This is a common idiom in the epilog of string-processing loops
that accumulate an answer in a reverse-order list. (See also
string-concatenate-reverse
for the "chunked" variant.)
string-join
string-list [delimiter grammar] -> string
This procedure is a simple unparser --- it pastes strings together using the delimiter string.
The grammar argument is a symbol that determines how the delimiter is
used, and defaults to 'infix
.
'infix
means an infix or separator grammar:
insert the delimiter
between list elements. An empty list will produce an empty string --
note, however, that parsing an empty string with an infix or separator
grammar is ambiguous. Is it an empty list, or a list of one element,
the empty string?
'strict-infix
means the same as 'infix
,
but will raise an error if given an empty list.
'suffix
means a suffix or terminator grammar:
insert the delimiter
after every list element. This grammar has no ambiguities.
'prefix
means a prefix grammar: insert the delimiter
before every list element. This grammar has no ambiguities.
The delimiter is the string used to delimit elements; it defaults to a single space " ".

OBJECTIVE: According to the string-join documentation, what happens when the 'strict-infix grammar is given an empty list? You won't need the listing that comes next.

INFORMATION PROVIDED:
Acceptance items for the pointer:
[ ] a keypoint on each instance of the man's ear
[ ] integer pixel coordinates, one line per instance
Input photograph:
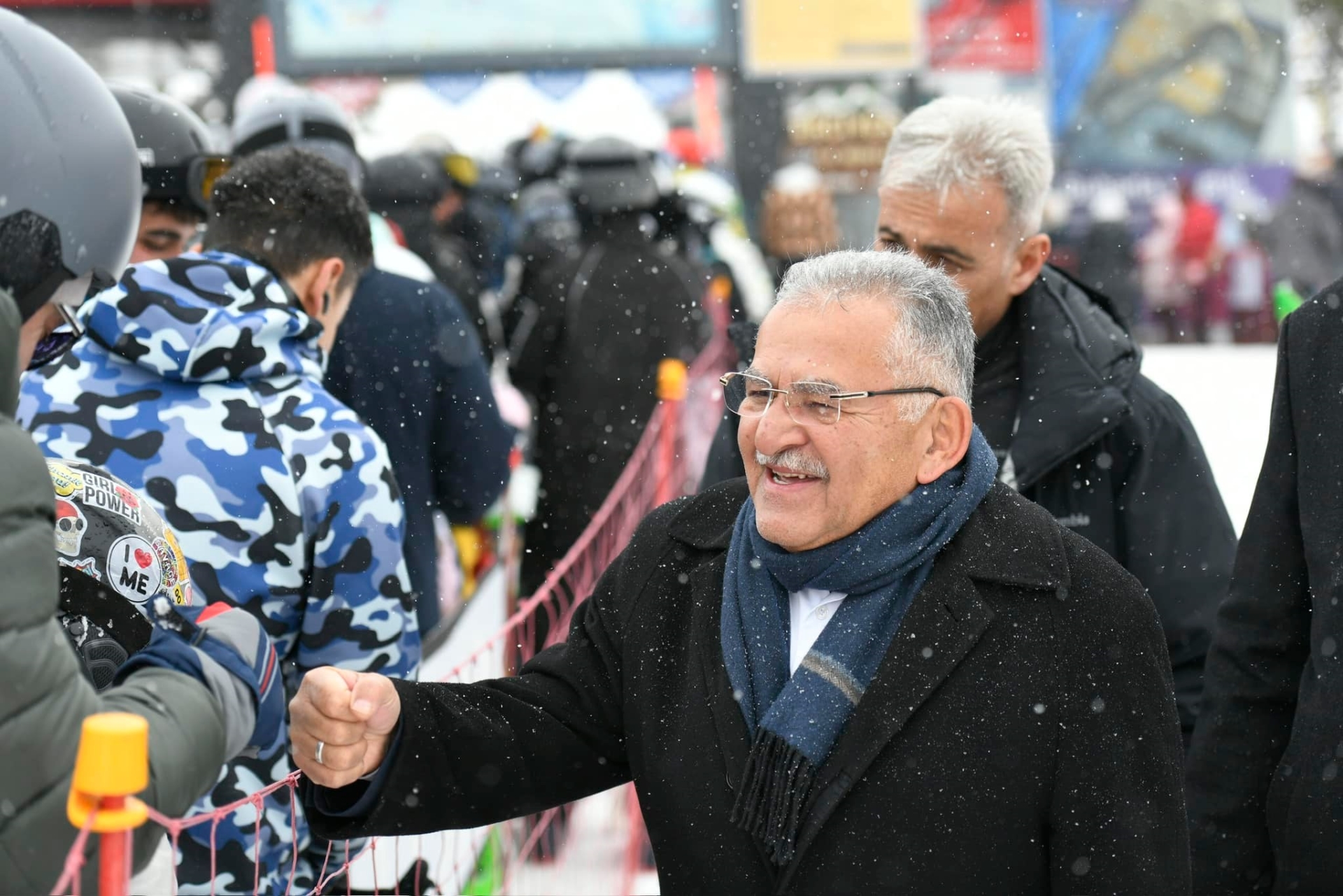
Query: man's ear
(320, 287)
(951, 426)
(1029, 259)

REPLY: It raises an error.